Activity list:
A - From the article on André Vadon, pull out verbatim the part that opens with the words containing "André Vadon (22" and closes with "end his career.".
B - According to the article on André Vadon, which club beat Albi in the 1960 French Championship final?

Text segment:
--------
André Vadon

Personal information
- Born: 22 June 1934 Marseille, France
- Died: 18 September 2024 (aged 90)

Playing information
- Height: 5 ft 8 in (1.73 m)
- Weight: 12 st 10 lb (81 kg)
- Position: hooker
Club
| Years | Team | Pld | T | G | FG | P |
| 19??–19?? | Cavaillon |  |  |  |  |  |
| 19??–57 | Bataillon de Joinville |  |  |  |  |  |
| 1957–66 | Albi |  |  |  |  |  |
| 1966–?? | Cavaillon |  |  |  |  |  |
|  | Total | 0 | 0 | 0 | 0 | 0 |
Representative
| Years | Team | Pld | T | G | FG | P |
| 1960–63 | France | 8 | 2 | 0 | 0 | 0 |
- Source: As of 12 February 2021

= André Vadon =

France rugby league footballer (1934–2024)

André Vadon (22 July 1934 – 18 September 2024) was a French rugby league footballer who played as hooker.

==Career==
Debuting for Cavaillon, he made his first steps at the French Championship. He was later called up for the conscription and played for Bataillon de Joinville for two years. Subsequently, Vadon joined the Albi club, where he constituted a formidable forward pack alongside Guy Berthomieu, Jean-Marie Bez, Marcel Bescos and Honoré Conti. Three times he disputed the French Championship final winning two titles in 1958 and 1962 and losing one in 1960 against Roanne with its top players Jean Barthe and Claude Mantoulan. In 1966, he returned to Cavaillon following Georges Fages, to end his career.
--------
Available data:
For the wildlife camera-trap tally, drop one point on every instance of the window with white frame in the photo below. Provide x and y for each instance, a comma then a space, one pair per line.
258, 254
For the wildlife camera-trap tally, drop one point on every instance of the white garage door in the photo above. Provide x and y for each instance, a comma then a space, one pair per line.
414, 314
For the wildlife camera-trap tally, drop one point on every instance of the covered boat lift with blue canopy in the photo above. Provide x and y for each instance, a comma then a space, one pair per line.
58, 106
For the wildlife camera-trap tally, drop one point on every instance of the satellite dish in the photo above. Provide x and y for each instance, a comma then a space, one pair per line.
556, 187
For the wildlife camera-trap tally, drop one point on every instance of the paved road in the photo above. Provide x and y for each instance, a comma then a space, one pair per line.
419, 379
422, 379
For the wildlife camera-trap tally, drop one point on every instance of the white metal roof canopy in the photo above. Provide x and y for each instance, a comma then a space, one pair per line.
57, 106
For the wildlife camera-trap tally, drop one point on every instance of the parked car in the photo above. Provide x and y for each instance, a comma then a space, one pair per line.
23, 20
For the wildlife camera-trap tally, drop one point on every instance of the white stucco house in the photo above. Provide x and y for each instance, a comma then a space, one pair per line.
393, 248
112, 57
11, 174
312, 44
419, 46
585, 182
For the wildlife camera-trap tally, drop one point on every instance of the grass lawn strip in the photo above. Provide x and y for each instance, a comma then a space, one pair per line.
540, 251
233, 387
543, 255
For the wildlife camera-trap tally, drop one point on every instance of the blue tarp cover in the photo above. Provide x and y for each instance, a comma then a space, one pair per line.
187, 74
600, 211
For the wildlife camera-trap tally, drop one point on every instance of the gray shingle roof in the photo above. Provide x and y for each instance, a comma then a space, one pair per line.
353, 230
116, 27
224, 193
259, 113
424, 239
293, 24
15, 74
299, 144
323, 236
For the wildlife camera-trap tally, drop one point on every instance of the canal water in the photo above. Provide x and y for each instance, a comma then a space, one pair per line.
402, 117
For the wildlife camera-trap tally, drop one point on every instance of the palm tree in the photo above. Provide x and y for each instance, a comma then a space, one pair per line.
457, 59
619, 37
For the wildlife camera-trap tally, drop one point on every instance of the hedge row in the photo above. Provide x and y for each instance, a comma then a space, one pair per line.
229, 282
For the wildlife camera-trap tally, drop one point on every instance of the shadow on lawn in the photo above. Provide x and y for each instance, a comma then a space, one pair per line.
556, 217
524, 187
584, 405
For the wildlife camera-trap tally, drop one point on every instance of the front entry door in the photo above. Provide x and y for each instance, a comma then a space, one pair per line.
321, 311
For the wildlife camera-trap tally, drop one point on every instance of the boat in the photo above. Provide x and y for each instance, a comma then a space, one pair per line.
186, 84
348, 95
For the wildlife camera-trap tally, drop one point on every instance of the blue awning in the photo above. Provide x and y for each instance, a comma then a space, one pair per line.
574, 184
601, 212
--------
Task solutions:
A -
André Vadon (22 July 1934 – 18 September 2024) was a French rugby league footballer who played as hooker.

==Career==
Debuting for Cavaillon, he made his first steps at the French Championship. He was later called up for the conscription and played for Bataillon de Joinville for two years. Subsequently, Vadon joined the Albi club, where he constituted a formidable forward pack alongside Guy Berthomieu, Jean-Marie Bez, Marcel Bescos and Honoré Conti. Three times he disputed the French Championship final winning two titles in 1958 and 1962 and losing one in 1960 against Roanne with its top players Jean Barthe and Claude Mantoulan. In 1966, he returned to Cavaillon following Georges Fages, to end his career.

B - Roanne